BEGIN RECORDED INFORMATION

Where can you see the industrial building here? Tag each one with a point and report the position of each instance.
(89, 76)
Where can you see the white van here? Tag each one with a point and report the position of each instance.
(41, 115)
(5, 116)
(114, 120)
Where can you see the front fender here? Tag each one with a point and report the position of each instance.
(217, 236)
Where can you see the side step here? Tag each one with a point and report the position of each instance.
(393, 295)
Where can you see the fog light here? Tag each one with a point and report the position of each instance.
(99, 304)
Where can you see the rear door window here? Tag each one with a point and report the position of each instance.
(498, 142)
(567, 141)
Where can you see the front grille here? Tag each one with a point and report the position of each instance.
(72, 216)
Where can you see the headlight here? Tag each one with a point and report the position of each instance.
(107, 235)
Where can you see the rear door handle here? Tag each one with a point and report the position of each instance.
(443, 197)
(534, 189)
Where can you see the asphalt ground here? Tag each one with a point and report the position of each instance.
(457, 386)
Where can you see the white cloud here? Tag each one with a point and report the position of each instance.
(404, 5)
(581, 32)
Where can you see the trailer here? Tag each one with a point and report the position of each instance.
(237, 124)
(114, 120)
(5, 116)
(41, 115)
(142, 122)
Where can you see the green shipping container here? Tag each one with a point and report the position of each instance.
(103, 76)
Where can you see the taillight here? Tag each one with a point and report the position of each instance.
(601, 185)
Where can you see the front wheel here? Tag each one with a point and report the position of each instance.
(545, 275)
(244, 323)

END RECORDED INFORMATION

WHAT YOU NEED TO DO:
Print out all of the records above, word for word.

EXERCISE SOLUTION:
Where can you see the industrial building here? Tag each one with a point and report the position of each instance.
(89, 76)
Where can you see the white van here? Tag each one with a point and report the position of each instance.
(41, 115)
(5, 116)
(114, 120)
Where can you see the front fender here? Tag each one with a point and report the position of each instance.
(217, 236)
Where can you see the side step here? Tag each one with a point and report the position of each instance.
(393, 295)
Where can you see the fog light here? Tag each one with a point and report the position of each instance.
(99, 304)
Where can you see the rear door window here? Tag each one with a point and report the position of each instance.
(498, 142)
(567, 141)
Where can you see the front grille here? Tag each one with a point and report the position of each instance.
(72, 216)
Where can you see the headlight here? Tag each one with a point and report the position of each instance.
(107, 235)
Where can you see the rear door handle here? Tag each one with a point and report the position of each instance.
(443, 197)
(534, 189)
Where can you see the asphalt ground here? Tag each one with a point and report the position of each instance.
(457, 386)
Where can you see the white cloud here? Tag each one with a point and report the position of each instance.
(404, 5)
(581, 32)
Where can you see the trailer here? Tag each one with a point and report the position of each instance.
(237, 124)
(114, 120)
(5, 116)
(41, 115)
(142, 122)
Where can you see the green shipping container here? Tag each one with a point and report the position of each instance.
(103, 76)
Where can you see the taillight here? Tag each one with a point and report the position of each instance.
(601, 185)
Where can you see the front wheel here? Tag each one with a point and report the position of each instance.
(545, 275)
(244, 323)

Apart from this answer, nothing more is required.